● Metin bölümü
....

Orgeneral Özel, konuşmasında, Başçavuş Katırancı'ya hitaben, “Değerli gazim, senin gibi kahraman silah arkadaşlarım ve taşıdığınız bu yüce ruh var olduğu müddetçe milli birliğimize ve bütünlüğümüze kastedenlerin, kirli emellerinin gerçekleşmesi asla mümkün olmayacaktır. Bağrından böylesi yiğitler çıkaran bu yüce milletin birer ferdi ve onun şanlı ordusunun kahraman fedakar mensupları olan sizinle gurur duyuyorum” ifadelerini kullandı.
Başçavuş Katırancı'nın tedavisinin kısa sürede tamamlanıp tekrar görevine dönmesi için gereken her şeyin yapıldığını dile getiren Orgeneral Özel, sözlerini şöyle sürdürdü:
“Hayatını ortaya koyarak, kendisine tevdi edilen vatan görevini başarıyla yaparken yaralanan ve en büyük payelerden birisi olan gazilik onuruna erişen bu değerli arkadaşıma ve kıymetli ailesine sağlık ve huzur dolu bir ömür temenni ediyorum. Sonuna kadar hak ettiği bu madalyanın kendisine ve evlatlarına hayırlı olmasını diliyorum.”
Kahraman Gazi Katırancı: “Bacağım boşuna gitmedi”
Başçavuş Katırancı da yaptığı açıklamada, Genelkurmay Başkanı Necdet Özel'in madalya töreni için kendisini Ankara'ya davet ettiğini belirterek, bu haberi İnönü Savaşları'nın yaşandığı Bilecik'in Bozüyük ilçesi sınırlarındaki Metristepe'de almaktan duyduğu memnuniyeti dile getirdi.
Metristepe'de İsmet İnönü yönetimindeki Türk ordusunun kurtuluş mücadelesi verdiğini ifade eden Katırancı, Türkiye'nin ilelebet payidar kalacağını ifade ederek, “Bacağım boşuna gitmedi. Bacağım koptuktan sonra hiçbir zaman 'neden koptu' demedim. İnşallah atalarım benimle gurur duyuyordur” diye konuştu.
Mayın yaralarının geç iyileştiğini, bacağında hala şarapnel parçalarının bulunduğunu anlatan Katırancı, “Bacağımdaki yaralar henüz kapanmadı. Yaralar kapanana kadar protez takılamıyor. Bu benim iş yapmama engel değil. Türk Silahlı Kuvvetleri gazilerine her zaman bakar. Protezim de yakında takılacak” dedi.
“Genelkurmay Başkanımız her konuda yanımızdaydı”
Başçavuş Katırancı'nın eşi Öznur Katırancı da olayın gerçekleştiği günden bu yana Genelkurmay Başkanı Orgeneral Özel'in büyük desteğini gördüklerini ifade ederek, “Genelkurmay başkanımız her konuda yanımızdaydı. Böyle özel bir gün olduğu için teşekkür ediyorum. Kimse onu yalnız bırakmadıkları için eşim çok mutlu” dedi.

....

● Çıkarılan satırlar
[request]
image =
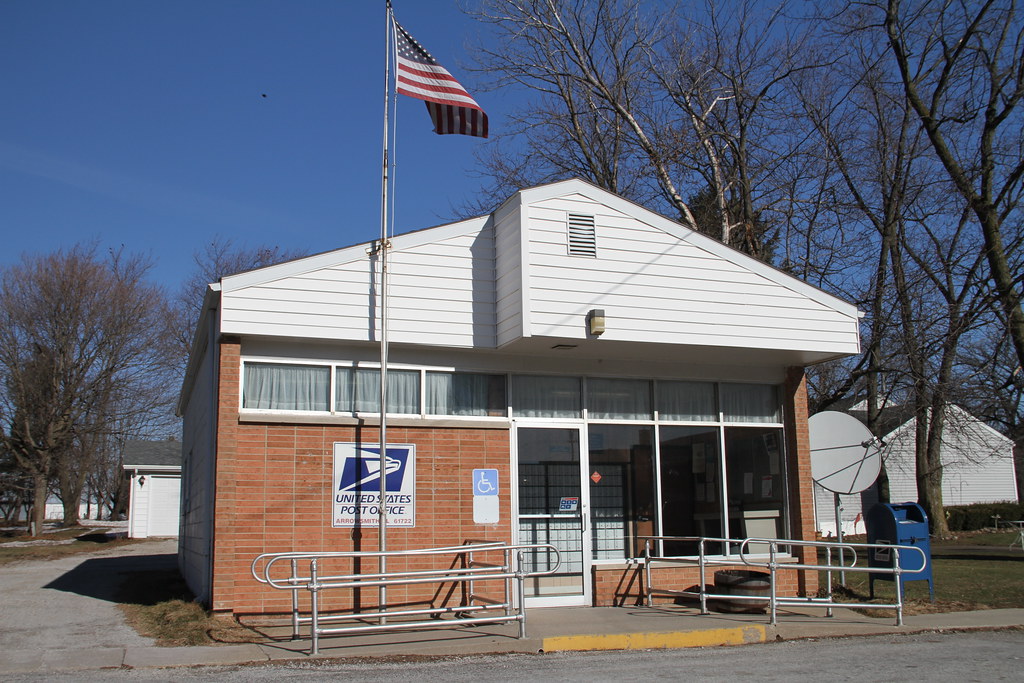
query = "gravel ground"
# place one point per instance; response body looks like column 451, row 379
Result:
column 68, row 603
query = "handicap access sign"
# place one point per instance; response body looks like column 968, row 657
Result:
column 484, row 482
column 485, row 505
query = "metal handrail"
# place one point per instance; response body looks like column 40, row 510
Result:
column 509, row 570
column 773, row 565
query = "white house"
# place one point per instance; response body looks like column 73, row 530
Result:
column 977, row 467
column 155, row 472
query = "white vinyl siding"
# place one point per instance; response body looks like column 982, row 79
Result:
column 492, row 282
column 441, row 293
column 977, row 463
column 511, row 304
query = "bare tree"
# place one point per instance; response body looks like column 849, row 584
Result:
column 688, row 113
column 80, row 335
column 962, row 69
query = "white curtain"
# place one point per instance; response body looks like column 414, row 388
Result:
column 269, row 386
column 358, row 390
column 690, row 401
column 619, row 399
column 751, row 402
column 546, row 396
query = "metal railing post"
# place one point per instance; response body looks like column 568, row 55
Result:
column 521, row 600
column 295, row 598
column 313, row 608
column 704, row 593
column 772, row 551
column 898, row 578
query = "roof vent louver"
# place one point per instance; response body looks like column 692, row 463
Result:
column 583, row 238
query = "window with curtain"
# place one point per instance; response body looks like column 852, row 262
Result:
column 535, row 396
column 751, row 402
column 283, row 387
column 689, row 401
column 466, row 394
column 619, row 399
column 358, row 390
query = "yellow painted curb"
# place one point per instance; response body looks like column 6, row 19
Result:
column 644, row 641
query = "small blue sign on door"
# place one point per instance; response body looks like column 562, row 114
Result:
column 484, row 482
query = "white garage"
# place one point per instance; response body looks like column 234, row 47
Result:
column 155, row 472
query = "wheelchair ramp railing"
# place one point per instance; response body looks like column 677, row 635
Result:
column 484, row 579
column 780, row 555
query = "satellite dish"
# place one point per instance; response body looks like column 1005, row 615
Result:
column 845, row 457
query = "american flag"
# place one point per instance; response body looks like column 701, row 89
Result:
column 452, row 109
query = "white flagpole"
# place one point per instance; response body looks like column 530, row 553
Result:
column 382, row 252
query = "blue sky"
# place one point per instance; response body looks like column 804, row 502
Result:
column 143, row 123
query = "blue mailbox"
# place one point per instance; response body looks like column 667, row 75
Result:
column 900, row 524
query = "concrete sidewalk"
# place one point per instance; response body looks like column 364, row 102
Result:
column 548, row 630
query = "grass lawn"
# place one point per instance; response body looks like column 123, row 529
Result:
column 976, row 570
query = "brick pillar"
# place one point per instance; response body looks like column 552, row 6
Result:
column 801, row 484
column 225, row 489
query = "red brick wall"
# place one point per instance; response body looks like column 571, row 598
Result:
column 801, row 483
column 273, row 495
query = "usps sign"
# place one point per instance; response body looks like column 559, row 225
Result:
column 357, row 476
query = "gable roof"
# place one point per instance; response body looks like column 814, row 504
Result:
column 508, row 281
column 139, row 454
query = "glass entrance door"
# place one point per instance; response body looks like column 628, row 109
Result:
column 554, row 509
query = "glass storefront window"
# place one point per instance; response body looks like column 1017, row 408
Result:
column 466, row 394
column 751, row 402
column 689, row 401
column 286, row 387
column 619, row 399
column 756, row 477
column 622, row 489
column 536, row 396
column 691, row 486
column 358, row 390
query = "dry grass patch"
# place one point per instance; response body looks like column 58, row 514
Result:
column 159, row 605
column 17, row 546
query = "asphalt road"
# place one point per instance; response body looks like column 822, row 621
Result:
column 991, row 655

....

● Talimat A
Madalya töreniyle ilgili metne göre aşağıdaki ifadeler doğru mu? Her birine evet ya da hayır deyin ve kararı belirleyen sözleri metinden aynen aktarın.
(i) Katırancı'nın bacağındaki yaralar kapanmıştır.
(ii) Katırancı, madalya töreni davetinin haberini Metristepe'de almıştır.
(iii) Öznur Katırancı, Genelkurmay Başkanı'nın kendilerine destek olduğunu söylemiştir.
● Talimat B
Madalya töreniyle ilgili metni son cümlesinden sonra gelecek şekilde sürdürün.

● Doğru cevap A
(i) Hayır: "Bacağımdaki yaralar henüz kapanmadı."
(ii) Evet: "bu haberi İnönü Savaşları'nın yaşandığı Bilecik'in Bozüyük ilçesi sınırlarındaki Metristepe'de almaktan duyduğu memnuniyeti dile getirdi."
(iii) Evet: "Genelkurmay başkanımız her konuda yanımızdaydı."

● Doğru cevap B
Eşinin görevine devam etmek istediğini söyleyen Öznur Katırancı, “Sivilde severek yapabileceği işi olduğunu düşünmüyorum. Askerlikte çok mutlu ve kesinlikle ben de işine devam etmesini onaylıyorum” diye konuştu.
Eşinin görevine çok bağlı bir asker olduğunu ifade eden Katırancı, “Kızımı 2.5 yaşına kadar iki yada 3 kez gördü. Eşim kurşun askerdir, işine çok bağlıdır. Ben çok fazla ayrı kalmaya dayanamadığım için görev yaptığı bölgelere kendim gitmişimdir. Ailemde beni fazla cesur yetiştirdi ki, o zamanda görev yaptığı Şırnak'ta Gümüşyazı Karakolu'na, Cehennem Deresi'ne birkaç kez ziyaretine gitmek durumunda kalmıştım” şeklinde konuştu.
“Oğlumla gurur duyuyorum”
Babaanne Zehra Katırancı da (83) evlatlarını vatan için yetiştirdiğine değinerek, torunu Polat Katırancı'nın da 4-5 yaşındayken “ben asker olacağım, şehit olacağım” dediğini söyledi.
Anne Hanife Katırancı da oğlu Polat Katırancı'nın astsubay olduğunda evin kapısını çaldığını, kapıyı açtığında komanda kıyafetini giymiş, gözünde gözlük olan oğlunu tanıyamadığına değindi.
Oğlunun eve girerken botlarını çıkartmaya çalıştığını vurgulayan Katırancı, “Bunun üzerine 'çıkartma. Askerin botuyla evim kirlenmez' dedim. Askerimizin botu hiçbir zaman kirli değildir. Şehitlerimizin ve gazilerimizin emekleri hiçbir zaman boşa gitmedi. Oğlumla gurur duyuyorum” diye konuştu.
Baba Ömer Faruk Katırancı da Allah'ın gelecek nesillere ataları ve kendileri gibi vatan, bayrak için gerekirse ölmeyi, bu topraklar için mücadele etme bilicini nasip etmesini diledi.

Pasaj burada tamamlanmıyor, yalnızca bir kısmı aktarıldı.